[START OF SUPPLIED RECORDS]

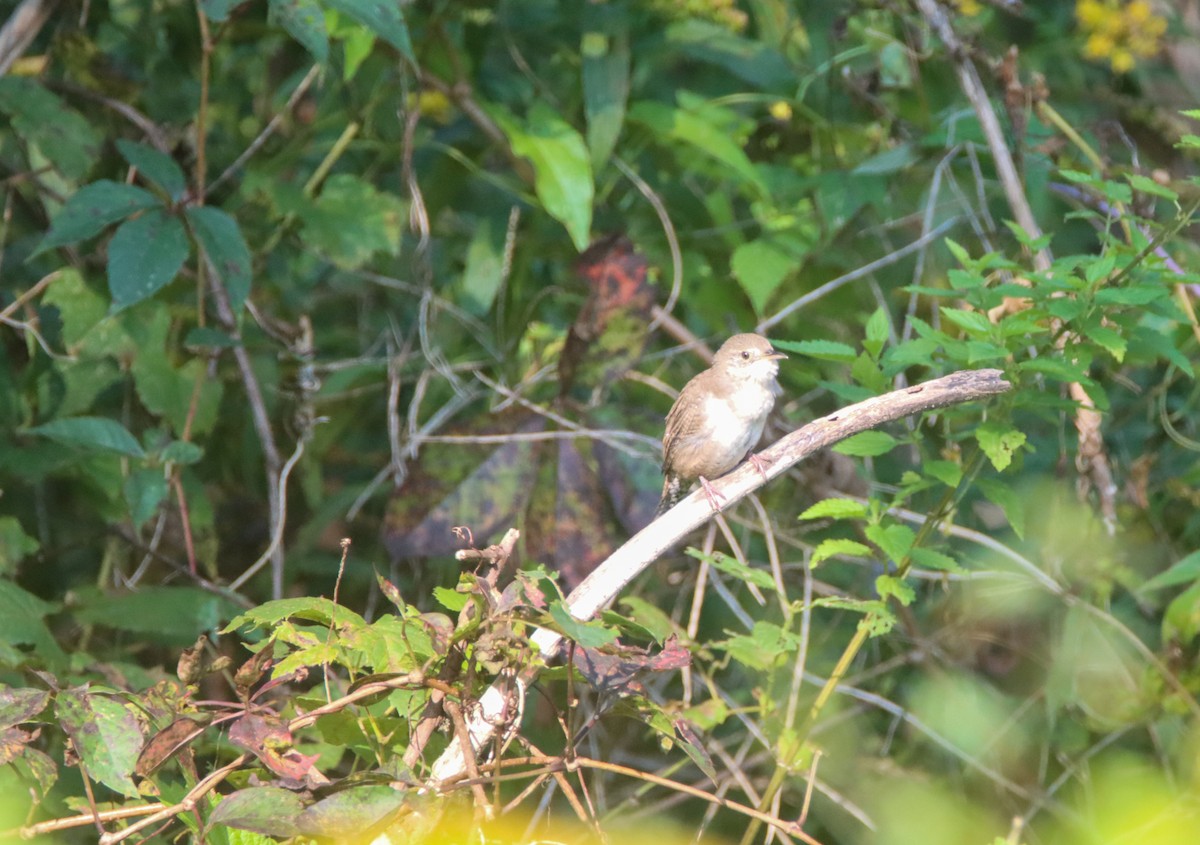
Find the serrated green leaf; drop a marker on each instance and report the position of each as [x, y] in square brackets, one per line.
[91, 209]
[898, 588]
[835, 546]
[93, 433]
[562, 166]
[972, 322]
[450, 599]
[309, 609]
[305, 22]
[384, 18]
[835, 509]
[226, 246]
[157, 167]
[105, 735]
[868, 444]
[928, 558]
[1006, 498]
[760, 267]
[1110, 340]
[894, 540]
[999, 442]
[351, 221]
[1143, 294]
[144, 256]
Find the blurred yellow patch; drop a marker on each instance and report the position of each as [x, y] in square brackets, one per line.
[1120, 33]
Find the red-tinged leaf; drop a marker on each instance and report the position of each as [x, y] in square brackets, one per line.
[352, 813]
[166, 743]
[269, 810]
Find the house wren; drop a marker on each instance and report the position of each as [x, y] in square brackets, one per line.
[719, 417]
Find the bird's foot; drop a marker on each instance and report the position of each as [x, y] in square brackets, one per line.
[760, 463]
[712, 493]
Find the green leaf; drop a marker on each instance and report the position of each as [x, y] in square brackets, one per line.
[1006, 498]
[1143, 294]
[562, 166]
[766, 646]
[351, 221]
[972, 322]
[835, 546]
[876, 333]
[999, 442]
[93, 208]
[586, 634]
[605, 71]
[383, 18]
[761, 267]
[144, 491]
[898, 588]
[226, 247]
[103, 733]
[1110, 340]
[868, 444]
[93, 433]
[269, 810]
[649, 616]
[305, 22]
[318, 610]
[894, 540]
[697, 129]
[825, 351]
[48, 126]
[835, 509]
[168, 615]
[928, 558]
[1186, 570]
[23, 622]
[144, 255]
[733, 568]
[484, 269]
[450, 599]
[346, 814]
[181, 451]
[157, 167]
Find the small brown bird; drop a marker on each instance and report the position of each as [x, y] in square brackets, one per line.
[719, 417]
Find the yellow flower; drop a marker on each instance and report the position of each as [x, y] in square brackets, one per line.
[1098, 46]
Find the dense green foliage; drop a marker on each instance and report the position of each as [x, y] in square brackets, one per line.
[276, 274]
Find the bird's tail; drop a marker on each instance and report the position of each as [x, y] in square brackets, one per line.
[672, 491]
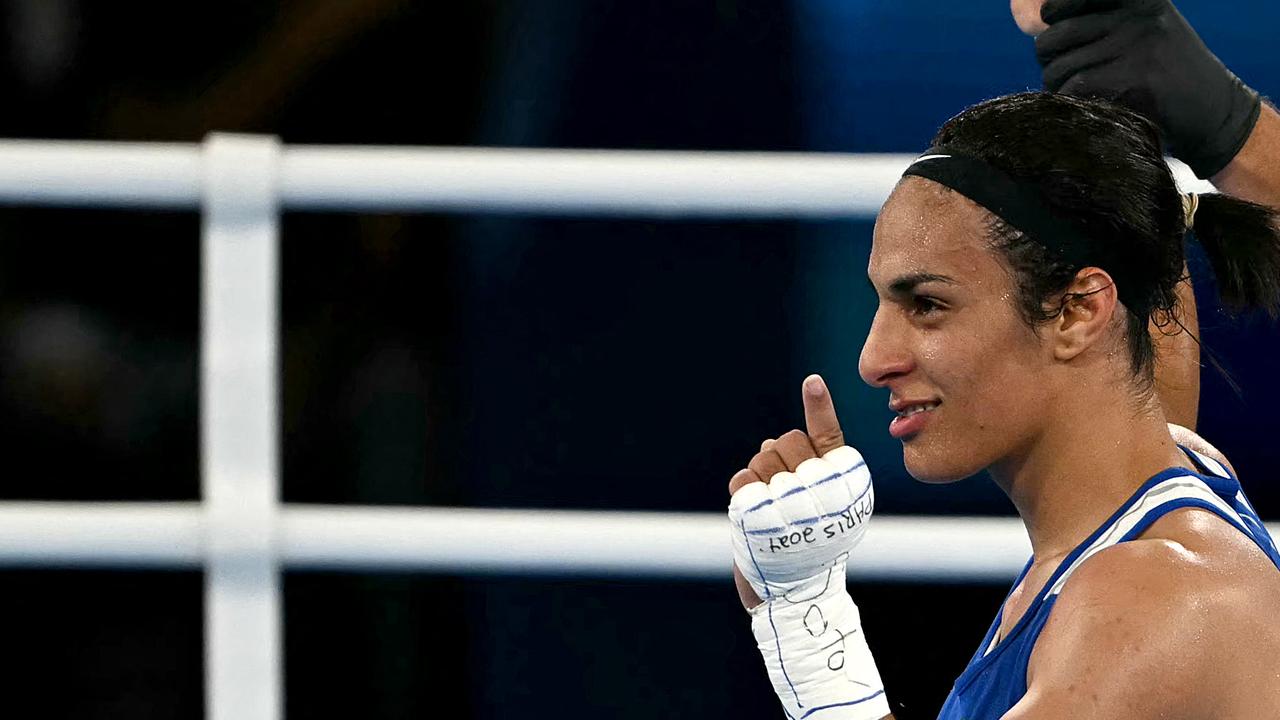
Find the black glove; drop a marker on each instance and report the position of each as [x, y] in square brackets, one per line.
[1143, 54]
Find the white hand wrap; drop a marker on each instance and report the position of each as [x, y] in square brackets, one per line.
[791, 540]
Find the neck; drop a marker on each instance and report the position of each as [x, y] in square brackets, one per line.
[1074, 475]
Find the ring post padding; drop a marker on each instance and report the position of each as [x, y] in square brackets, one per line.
[238, 424]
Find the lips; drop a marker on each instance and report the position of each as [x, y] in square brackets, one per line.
[913, 415]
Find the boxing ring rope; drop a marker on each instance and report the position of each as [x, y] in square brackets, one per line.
[242, 536]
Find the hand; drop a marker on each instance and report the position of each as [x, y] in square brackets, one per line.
[1027, 16]
[799, 507]
[1143, 54]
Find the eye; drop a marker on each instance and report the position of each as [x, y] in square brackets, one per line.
[926, 306]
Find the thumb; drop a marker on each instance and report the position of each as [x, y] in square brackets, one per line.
[1057, 10]
[819, 417]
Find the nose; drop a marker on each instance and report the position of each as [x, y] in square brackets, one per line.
[886, 354]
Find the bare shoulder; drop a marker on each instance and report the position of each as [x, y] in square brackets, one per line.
[1188, 438]
[1153, 628]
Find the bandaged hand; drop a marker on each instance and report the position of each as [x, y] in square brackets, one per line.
[796, 513]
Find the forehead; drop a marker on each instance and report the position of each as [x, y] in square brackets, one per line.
[928, 228]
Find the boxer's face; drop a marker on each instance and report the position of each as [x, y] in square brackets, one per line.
[947, 331]
[1027, 16]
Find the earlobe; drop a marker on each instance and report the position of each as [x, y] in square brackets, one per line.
[1086, 313]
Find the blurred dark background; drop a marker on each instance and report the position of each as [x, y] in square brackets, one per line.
[489, 360]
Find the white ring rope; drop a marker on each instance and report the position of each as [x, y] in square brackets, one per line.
[241, 536]
[583, 182]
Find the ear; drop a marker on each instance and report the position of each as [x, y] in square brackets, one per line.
[1088, 305]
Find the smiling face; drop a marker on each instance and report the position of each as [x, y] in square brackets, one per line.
[947, 332]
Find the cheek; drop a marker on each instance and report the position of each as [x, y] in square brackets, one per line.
[991, 390]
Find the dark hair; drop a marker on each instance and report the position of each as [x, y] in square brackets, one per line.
[1102, 167]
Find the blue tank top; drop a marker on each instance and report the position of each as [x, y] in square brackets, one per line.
[996, 677]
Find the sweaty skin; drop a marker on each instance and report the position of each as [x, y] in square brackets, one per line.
[1175, 624]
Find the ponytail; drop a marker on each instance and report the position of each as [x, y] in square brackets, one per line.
[1242, 241]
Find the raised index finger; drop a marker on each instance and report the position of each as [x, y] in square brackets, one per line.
[819, 417]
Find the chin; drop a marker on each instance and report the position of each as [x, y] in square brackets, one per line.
[936, 466]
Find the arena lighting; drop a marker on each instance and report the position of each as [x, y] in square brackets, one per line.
[242, 536]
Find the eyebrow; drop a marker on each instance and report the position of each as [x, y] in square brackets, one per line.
[904, 285]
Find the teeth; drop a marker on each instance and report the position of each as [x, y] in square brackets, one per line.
[914, 409]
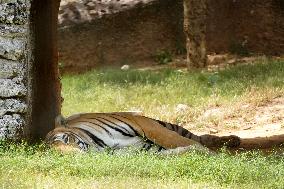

[END OF SUPPLIED RECORDS]

**WRITTEN INSTRUCTION:**
Reproduce all of the data above line for line, leaving out the pictures.

**SOLVED EXERCISE:**
Find the serrated green leaf; drop a marker on each instance and report the position of each as [x, y] in square brackets, one per line.
[91, 209]
[898, 588]
[835, 546]
[93, 433]
[562, 166]
[972, 322]
[450, 599]
[309, 609]
[305, 22]
[384, 18]
[835, 509]
[226, 246]
[157, 167]
[105, 735]
[868, 444]
[928, 558]
[1006, 498]
[760, 267]
[1110, 340]
[894, 540]
[999, 442]
[351, 221]
[1143, 294]
[144, 256]
Find the blurred yellow patch; drop a marker on each instance and report the position of each as [x, y] in square brackets, one per line.
[1120, 33]
Find the red-tinged leaf; drop a marker on each instance and report the position of each as [x, y] in square brackets, one per line.
[352, 813]
[166, 743]
[269, 810]
Find the house wren; drop a marker on each instance and report the position of each as [x, y] in square brackets, one per line.
[719, 417]
Find the bird's foot; drop a marker on each instance and report the position of each as [x, y] in square brackets, one per line.
[760, 463]
[712, 493]
Find the green leaf; drop a marker on each instance and report the position of each as [x, y] in square brackets, one per line.
[1006, 498]
[1143, 294]
[562, 166]
[766, 646]
[351, 221]
[972, 322]
[835, 546]
[876, 333]
[999, 442]
[93, 208]
[586, 634]
[605, 71]
[383, 18]
[761, 267]
[144, 491]
[898, 588]
[226, 247]
[103, 733]
[1110, 340]
[868, 444]
[93, 433]
[269, 810]
[649, 616]
[305, 22]
[318, 610]
[894, 540]
[697, 129]
[825, 351]
[48, 126]
[835, 509]
[168, 615]
[928, 558]
[1186, 570]
[23, 622]
[144, 255]
[733, 568]
[484, 269]
[450, 599]
[346, 814]
[181, 451]
[157, 167]
Find the small brown bird; drop a marker on each instance and report the position of each as [x, y] in square brackets, one per line.
[719, 417]
Find the yellow flower; drop a marker on each instance and report the position of each as [x, y] in square brackets, one per line.
[1098, 46]
Find the dense green foliage; drop a marker on each instance and report the position of each as [x, y] in square brackets, one per line.
[276, 274]
Find the bird's tail; drop a marker on each instance and report the position of each as [x, y] in square brackets, one per line.
[672, 491]
Find the black glove; drop a marker on each instance and report the position of each as [x, y] in square brackets, one per line.
[1143, 54]
Find the white hand wrap; drop a marker on each instance and report the position of each as [x, y] in square brackets, one per line.
[791, 540]
Find the neck; drop a marker on each instance and report the position of each as [x, y] in square brackets, one per line.
[1074, 475]
Find the ring post padding; drop a marker on each instance and report the position of each as [x, y] in square brackets, one per line.
[238, 424]
Find the lips; drop a marker on each instance and report the position of each as [x, y] in square brackets, one per line.
[913, 415]
Find the boxing ring rope; drop a marker on each instance and report the position of each as [x, y] in square brackets, one per line.
[242, 536]
Find the hand; drop a marker on each instance and report the position of each as [x, y] in square brackets, one per line.
[1027, 16]
[799, 507]
[1143, 54]
Find the eye; drop a marker on each instance and report the position of each as [x, y] in square brackets, one per line.
[926, 306]
Find the thumb; drop a marker on each instance and report the position of each as [x, y] in square brackets, one per line.
[1057, 10]
[819, 417]
Find the nose; drop a marker on each instance and report the position of each as [x, y] in square brackets, one per line.
[886, 354]
Find the bare shoulder; drop a marker on each instance and report the position of each as [x, y] in square brackets, one per line.
[1188, 438]
[1153, 628]
Find the bandaged hand; drop a marker on each instance and report the position of each as [x, y] in square brackets, one per line.
[796, 513]
Find the forehead; drop a marker on each instance and report the position of each as [x, y] in square brackets, one per line.
[928, 228]
Find the boxer's face; drop a marker on each instance and report the position of each as [x, y] in square brackets, one per line.
[947, 331]
[1027, 16]
Find the earlobe; drop a marker on each instance and report the position of each as [x, y] in square brackets, one per line.
[1086, 313]
Find the blurred dark background; drop a marker on each instance and report the position of each as [x, y] in square brackets, one per line.
[489, 360]
Find the white ring rope; drop a marker on each instance and report the position of each as [x, y] in square brackets, one per line.
[241, 536]
[583, 182]
Find the ear; drop a marker on each instance and report the position of each as [x, y] in square brackets, one per line.
[1088, 305]
Find the smiling face; drop a marker on each instance and report the position of each as [x, y] in square brackets, one per line.
[947, 332]
Find the cheek; drop a marker on each instance and report the position of each as [x, y] in square brackets, one per line.
[991, 390]
Find the dark hair; drop a marker on each instance and report the position of each as [x, y] in square brackets, one per line.
[1102, 167]
Find the blue tank top; drop a marker on each instance and report the position of each as [x, y] in square brackets, one per line.
[996, 677]
Find the sweaty skin; drop a marker on each instance and report the position of each as [x, y] in square brackets, one per line.
[1175, 624]
Find the ponytail; drop a marker on each instance and report the position of each as [x, y] in square brackets, one per line.
[1242, 241]
Find the raised index finger; drop a marker on each instance and report the position of each as [x, y] in square brackets, one per line.
[819, 417]
Find the chin; drop a marker on each instance and report the position of each as [x, y] in square brackets, one per line.
[936, 466]
Find the arena lighting; drop a marker on each instance and report the position of each as [x, y] in square brackets, one per line.
[242, 536]
Find the eyebrow; drop a marker on each instance and report the position of each as [x, y] in square brackets, one per line.
[904, 285]
Find the teeth; drop a marker on each instance and report the position of each as [x, y] in square brackets, one per line.
[914, 409]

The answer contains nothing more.